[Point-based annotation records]
--------------------

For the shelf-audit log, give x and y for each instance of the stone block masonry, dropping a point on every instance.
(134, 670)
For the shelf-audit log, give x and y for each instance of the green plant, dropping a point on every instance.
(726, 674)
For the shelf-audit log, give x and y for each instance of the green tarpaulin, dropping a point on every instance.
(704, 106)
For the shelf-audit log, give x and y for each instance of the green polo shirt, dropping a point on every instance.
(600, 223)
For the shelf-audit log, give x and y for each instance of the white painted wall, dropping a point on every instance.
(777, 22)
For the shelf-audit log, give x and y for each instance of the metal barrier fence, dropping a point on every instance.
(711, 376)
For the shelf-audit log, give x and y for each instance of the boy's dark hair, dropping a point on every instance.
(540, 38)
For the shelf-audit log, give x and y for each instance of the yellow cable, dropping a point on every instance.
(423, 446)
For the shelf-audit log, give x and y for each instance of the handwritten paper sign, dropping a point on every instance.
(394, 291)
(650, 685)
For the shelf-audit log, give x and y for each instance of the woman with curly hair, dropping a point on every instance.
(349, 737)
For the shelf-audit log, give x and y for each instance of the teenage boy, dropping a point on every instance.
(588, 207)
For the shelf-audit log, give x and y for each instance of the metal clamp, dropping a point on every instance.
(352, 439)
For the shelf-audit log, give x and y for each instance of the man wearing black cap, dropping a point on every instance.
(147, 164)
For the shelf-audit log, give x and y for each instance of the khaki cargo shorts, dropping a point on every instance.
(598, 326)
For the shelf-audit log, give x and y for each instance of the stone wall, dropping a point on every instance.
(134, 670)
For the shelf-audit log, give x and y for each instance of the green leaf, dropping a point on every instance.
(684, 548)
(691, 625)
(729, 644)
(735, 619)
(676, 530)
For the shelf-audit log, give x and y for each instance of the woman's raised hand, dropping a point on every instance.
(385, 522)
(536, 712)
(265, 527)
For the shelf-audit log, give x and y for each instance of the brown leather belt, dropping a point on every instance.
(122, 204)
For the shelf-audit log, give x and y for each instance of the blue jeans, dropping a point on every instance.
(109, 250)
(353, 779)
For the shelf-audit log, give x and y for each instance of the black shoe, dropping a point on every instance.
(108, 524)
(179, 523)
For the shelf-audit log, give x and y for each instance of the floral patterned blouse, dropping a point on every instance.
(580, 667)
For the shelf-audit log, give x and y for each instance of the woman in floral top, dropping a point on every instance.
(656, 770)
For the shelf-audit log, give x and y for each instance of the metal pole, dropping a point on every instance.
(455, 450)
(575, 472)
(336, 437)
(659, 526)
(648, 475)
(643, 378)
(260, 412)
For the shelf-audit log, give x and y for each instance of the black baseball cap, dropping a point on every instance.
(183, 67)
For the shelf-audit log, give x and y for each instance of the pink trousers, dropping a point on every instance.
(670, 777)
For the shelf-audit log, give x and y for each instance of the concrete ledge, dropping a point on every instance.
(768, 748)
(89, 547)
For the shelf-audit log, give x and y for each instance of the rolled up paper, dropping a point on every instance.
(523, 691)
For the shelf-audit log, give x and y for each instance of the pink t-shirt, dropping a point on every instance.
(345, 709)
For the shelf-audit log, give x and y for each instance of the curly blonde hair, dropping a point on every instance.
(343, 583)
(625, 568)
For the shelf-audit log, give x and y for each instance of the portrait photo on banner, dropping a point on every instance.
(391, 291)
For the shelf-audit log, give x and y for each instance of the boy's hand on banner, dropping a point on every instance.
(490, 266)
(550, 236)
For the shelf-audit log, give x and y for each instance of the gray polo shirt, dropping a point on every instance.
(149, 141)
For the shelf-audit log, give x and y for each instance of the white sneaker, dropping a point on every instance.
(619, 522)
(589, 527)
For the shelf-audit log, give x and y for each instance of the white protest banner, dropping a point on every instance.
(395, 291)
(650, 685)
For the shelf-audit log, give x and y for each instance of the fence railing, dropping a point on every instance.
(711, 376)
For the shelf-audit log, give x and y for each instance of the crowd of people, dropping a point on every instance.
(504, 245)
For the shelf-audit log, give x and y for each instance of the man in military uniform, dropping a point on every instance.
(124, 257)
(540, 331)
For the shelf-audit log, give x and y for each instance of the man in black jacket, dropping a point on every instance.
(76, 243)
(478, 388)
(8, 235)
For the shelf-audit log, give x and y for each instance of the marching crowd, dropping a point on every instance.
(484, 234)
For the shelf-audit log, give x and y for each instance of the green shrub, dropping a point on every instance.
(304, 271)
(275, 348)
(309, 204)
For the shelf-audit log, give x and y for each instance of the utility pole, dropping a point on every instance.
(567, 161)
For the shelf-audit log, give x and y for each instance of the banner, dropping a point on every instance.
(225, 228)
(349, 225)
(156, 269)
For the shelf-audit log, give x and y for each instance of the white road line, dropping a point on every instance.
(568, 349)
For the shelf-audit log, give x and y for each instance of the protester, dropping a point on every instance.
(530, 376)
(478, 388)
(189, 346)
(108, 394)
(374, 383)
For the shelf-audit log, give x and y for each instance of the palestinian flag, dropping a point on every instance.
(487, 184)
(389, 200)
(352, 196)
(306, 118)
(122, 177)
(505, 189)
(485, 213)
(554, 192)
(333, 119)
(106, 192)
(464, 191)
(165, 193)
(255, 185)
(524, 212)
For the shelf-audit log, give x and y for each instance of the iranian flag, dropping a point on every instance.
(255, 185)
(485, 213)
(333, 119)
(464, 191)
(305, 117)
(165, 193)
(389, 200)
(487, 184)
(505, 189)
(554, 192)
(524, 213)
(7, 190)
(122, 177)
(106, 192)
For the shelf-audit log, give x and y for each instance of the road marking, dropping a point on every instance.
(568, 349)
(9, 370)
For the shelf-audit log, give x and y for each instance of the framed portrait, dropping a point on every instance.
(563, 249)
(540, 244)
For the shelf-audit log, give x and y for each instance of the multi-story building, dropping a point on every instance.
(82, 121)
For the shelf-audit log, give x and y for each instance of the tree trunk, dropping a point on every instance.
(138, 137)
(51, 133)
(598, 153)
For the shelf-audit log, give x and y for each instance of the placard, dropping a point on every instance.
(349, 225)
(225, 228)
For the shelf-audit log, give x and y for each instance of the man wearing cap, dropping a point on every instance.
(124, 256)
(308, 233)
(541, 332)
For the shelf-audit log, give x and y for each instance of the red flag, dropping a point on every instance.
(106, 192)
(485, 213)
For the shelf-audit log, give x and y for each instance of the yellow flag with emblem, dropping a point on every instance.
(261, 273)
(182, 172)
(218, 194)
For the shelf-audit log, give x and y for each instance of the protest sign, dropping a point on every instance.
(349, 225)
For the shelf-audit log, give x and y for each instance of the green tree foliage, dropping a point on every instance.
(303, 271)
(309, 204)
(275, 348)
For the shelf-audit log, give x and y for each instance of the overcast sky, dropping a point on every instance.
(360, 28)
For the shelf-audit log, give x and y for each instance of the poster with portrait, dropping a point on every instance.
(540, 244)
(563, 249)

--------------------

— EXERCISE REQUIREMENTS —
Echo every one of the records above word for word.

— WORKED SOLUTION —
For the shelf-audit log, give x and y for each instance of the stone block masonry, dropping a point on every instance.
(134, 670)
For the shelf-audit log, give x and y for each instance of the green plant, dropping a point on every instance.
(726, 674)
For the shelf-audit log, give x and y for each instance of the green tarpaulin, dropping a point on every instance.
(704, 106)
For the shelf-audit log, give x and y for each instance of the green polo shirt, dropping a point on every instance.
(600, 223)
For the shelf-audit log, give x and y for each instance of the white painted wall, dropping a point on every instance.
(777, 22)
For the shelf-audit log, give x and y for each instance of the metal barrier fence, dropping a point on every instance.
(711, 376)
For the shelf-audit log, give x and y for each instance of the boy's dark hair, dropping a point on every instance.
(540, 38)
For the shelf-audit log, give x and y for each instance of the yellow cable, dropping a point on every instance.
(423, 446)
For the shelf-audit log, give x and y for each instance of the handwritten paper sign, dropping a point on every instance.
(394, 291)
(650, 685)
For the shelf-audit log, give x and y for each instance of the woman with curly hair, dropping a point on every instance.
(349, 737)
For the shelf-audit log, give x and y for each instance of the teenage boy, dropping a point on every instance.
(588, 207)
For the shelf-audit log, give x and y for each instance of the metal clamp, dropping a point on every instance.
(352, 439)
For the shelf-audit log, give x and y for each instance of the man wearing black cap, dropping a point on every instance.
(147, 164)
For the shelf-audit log, give x and y for each instance of the khaki cargo shorts, dropping a point on every instance.
(598, 326)
For the shelf-audit log, give x and y for each instance of the stone wall, dropping a point on every instance.
(134, 670)
For the shelf-audit log, give x and y for each instance of the green leaf, dropping a point on every instance.
(684, 548)
(691, 625)
(729, 644)
(735, 619)
(676, 530)
For the shelf-audit log, give x and y for each instance of the woman's raised hand, dropping a point on every instance.
(385, 522)
(536, 712)
(265, 527)
For the shelf-audit log, give x and y for each instance of the brown leather belt, dropping a point on every instance.
(122, 204)
For the shelf-audit log, give x and y for each instance of the blue jeans, dropping a point on every instance.
(109, 250)
(353, 779)
For the shelf-audit log, give x and y for each instance of the black shoe, dropping a point on every instance.
(108, 524)
(179, 523)
For the shelf-audit log, give x and y for each instance of the floral patterned blouse, dropping a point on every instance.
(580, 667)
For the shelf-audit log, give x and y for each instance of the woman in floral top, dropping a point on every instance.
(656, 770)
For the shelf-audit log, give x and y for each instance of the metal pole, dropping a point on every instance.
(455, 450)
(575, 472)
(336, 437)
(659, 526)
(648, 475)
(643, 378)
(260, 412)
For the shelf-audit log, give x and y for each instance of the black baseball cap, dropping a point on every instance.
(183, 67)
For the shelf-audit log, give x and y for each instance of the pink trousers, dropping a point on every instance.
(670, 777)
For the shelf-audit log, give x and y for each instance of the concrete ledge, dropping a point on every instance.
(768, 748)
(89, 547)
For the shelf-audit log, give x and y for each instance of the rolled up paper, dropping a point on every instance.
(523, 691)
For the shelf-audit log, give x and y for each instance of the pink t-shirt, dropping a point on every instance.
(345, 709)
For the shelf-audit log, give x and y for each instance of the curly blonde hair, dropping a point on every instance.
(343, 583)
(625, 568)
For the shelf-audit log, give x and y for each instance of the portrait photo on banner, dropping a point on every instance.
(391, 291)
For the shelf-audit log, give x and y for each instance of the boy's hand on banner, dropping a point on every instance.
(490, 266)
(550, 236)
For the shelf-audit log, give x and y for each instance of the gray polo shirt, dropping a point on every instance.
(149, 141)
For the shelf-audit log, give x and y for each instance of the white sneaker, dropping a point on every instance.
(619, 522)
(589, 527)
For the shelf-audit log, give x and y for each instance of the white protest banner, dropping a point on every instance.
(395, 291)
(650, 685)
For the shelf-audit log, give x and y for each instance of the fence railing, dropping a point on every instance.
(711, 376)
For the shelf-audit log, give x and y for each instance of the crowd of people, dropping a point on every instance.
(504, 245)
For the shelf-audit log, give x and y for each instance of the man in military uniform, dropping a point on every instance.
(124, 257)
(540, 331)
For the shelf-audit log, give x and y for each instance of the man in black jacket, dropping a point on every instance.
(76, 243)
(478, 388)
(8, 235)
For the shelf-audit log, give x and y for each instance of the marching crowd, dropping a point on every instance.
(484, 234)
For the shelf-audit log, give x and y for each instance of the green shrub, dropping a point on every instance.
(304, 271)
(275, 348)
(309, 204)
For the shelf-audit log, give x and y for each instance of the utility pole, dropping a point on every instance.
(567, 161)
For the shelf-audit log, give x and y for each instance of the banner, dropping a point on every instance.
(225, 228)
(349, 225)
(156, 269)
For the shelf-audit log, give x and y for each instance of the white road line, dropping a point on every instance.
(568, 349)
For the shelf-audit log, give x and y for each instance of the protester, dropping a point on every instance.
(530, 376)
(478, 388)
(189, 346)
(108, 394)
(374, 383)
For the shelf-audit log, give x and y for each instance of the palestinian flag, dropping a point on every instance.
(487, 184)
(389, 200)
(352, 196)
(306, 118)
(122, 177)
(505, 189)
(485, 213)
(554, 192)
(333, 119)
(106, 192)
(464, 191)
(165, 193)
(255, 185)
(524, 212)
For the shelf-audit log, give x and y for each instance of the iranian flag, dropping a point on every instance.
(255, 185)
(485, 213)
(333, 119)
(464, 191)
(305, 117)
(165, 193)
(389, 200)
(487, 184)
(505, 189)
(554, 192)
(524, 213)
(7, 190)
(122, 177)
(106, 192)
For the shelf-audit log, give x and y for each instance of the road marking, dropping a point on every instance.
(568, 349)
(9, 370)
For the shelf-audit log, give x and y for each instance of the framed portrait, dropping a point on every instance.
(563, 249)
(540, 244)
For the shelf-audit log, give x and y for each instance of the multi-story building, dropping a point on every instance.
(82, 121)
For the shelf-audit log, give x and y for each instance of the tree trunk, dropping a point on every instance.
(138, 137)
(51, 133)
(598, 153)
For the shelf-audit log, give x and y for each instance of the placard, dropping a point on every instance.
(349, 225)
(225, 228)
For the shelf-audit log, give x and y for each instance of the man wearing cap, dropping a point on every instance.
(124, 256)
(308, 233)
(541, 332)
For the shelf-audit log, give x and y for each instance of the red flag, dropping a point on every instance.
(106, 192)
(485, 213)
For the shelf-audit log, give x and y for each instance of the yellow flag with emblem, dropping a point on every instance.
(261, 273)
(182, 172)
(218, 194)
For the shelf-audit log, give x and y for each instance of the protest sign, dropping a point on every instance.
(349, 225)
For the shelf-audit log, give x and y for each instance of the green tree foliage, dropping a point on every instance.
(303, 271)
(309, 204)
(275, 348)
For the shelf-audit log, give x and y for each instance of the overcast sky, dropping a point on every instance.
(360, 28)
For the shelf-audit log, give x and y for each instance of the poster with portrait, dropping a point on every instance.
(540, 244)
(563, 249)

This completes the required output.